Provided records:

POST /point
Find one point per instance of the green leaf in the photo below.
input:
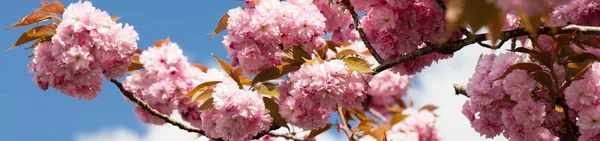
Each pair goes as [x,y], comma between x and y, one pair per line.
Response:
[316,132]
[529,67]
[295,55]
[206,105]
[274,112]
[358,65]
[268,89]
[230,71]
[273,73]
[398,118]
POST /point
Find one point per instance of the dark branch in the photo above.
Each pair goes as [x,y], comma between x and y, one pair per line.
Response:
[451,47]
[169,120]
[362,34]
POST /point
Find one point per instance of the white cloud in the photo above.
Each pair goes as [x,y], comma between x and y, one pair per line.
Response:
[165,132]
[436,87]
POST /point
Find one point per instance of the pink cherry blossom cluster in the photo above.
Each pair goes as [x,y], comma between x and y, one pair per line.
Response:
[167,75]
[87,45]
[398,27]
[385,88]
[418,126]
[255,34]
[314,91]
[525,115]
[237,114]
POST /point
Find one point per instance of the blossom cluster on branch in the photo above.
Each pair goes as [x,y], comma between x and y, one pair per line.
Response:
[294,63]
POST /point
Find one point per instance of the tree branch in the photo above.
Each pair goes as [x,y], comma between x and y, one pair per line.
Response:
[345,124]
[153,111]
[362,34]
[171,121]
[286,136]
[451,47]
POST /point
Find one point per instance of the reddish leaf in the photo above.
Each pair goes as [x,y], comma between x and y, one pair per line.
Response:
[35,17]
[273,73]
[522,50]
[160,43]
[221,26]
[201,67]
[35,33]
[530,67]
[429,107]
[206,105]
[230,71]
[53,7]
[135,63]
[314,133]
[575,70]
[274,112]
...
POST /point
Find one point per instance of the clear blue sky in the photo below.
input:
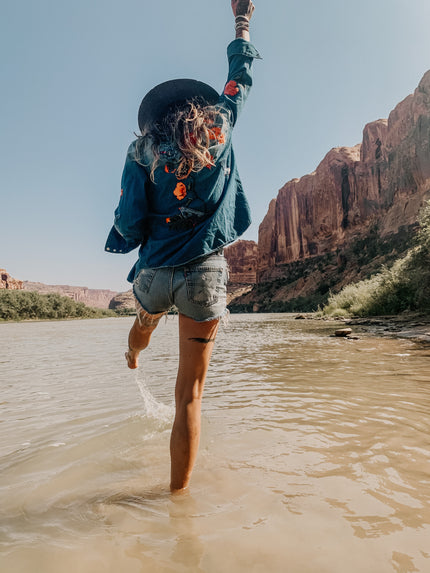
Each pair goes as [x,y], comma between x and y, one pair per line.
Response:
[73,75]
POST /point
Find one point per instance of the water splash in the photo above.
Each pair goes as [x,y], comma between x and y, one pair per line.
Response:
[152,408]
...
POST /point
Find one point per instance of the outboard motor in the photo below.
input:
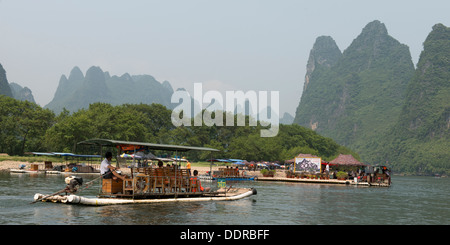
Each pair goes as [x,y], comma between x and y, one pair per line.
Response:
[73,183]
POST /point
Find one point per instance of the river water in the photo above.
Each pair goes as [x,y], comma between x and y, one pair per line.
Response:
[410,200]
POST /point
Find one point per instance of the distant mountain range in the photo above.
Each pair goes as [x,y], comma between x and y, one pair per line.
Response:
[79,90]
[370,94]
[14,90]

Request: Pick out each line of the material above that contains the word "photo", treating uppercase and lowercase as different, and copy those lines.

Correct result:
Find one point per instance of the green leaf in the photo below.
Find one point per instance of the dark branch in the photo above.
Find one point per instance of the white cloud in the photo above.
Find one point per instance of the pink cherry blossom cluster in the photo above.
Find one point per instance of the blossom cluster on branch in the photo above.
Find one point per instance of the tree branch in the photo above.
Find one point per instance of the reddish leaf in the photo above.
Find one point per instance of the clear blue sky in the photo below.
Find one point per instance of the water splash in the photo above.
Find one point per instance of the outboard motor in the photo below.
Find one point per instance of the river water in the photo above.
Find one point per instance of the distant mountain range in the photo above.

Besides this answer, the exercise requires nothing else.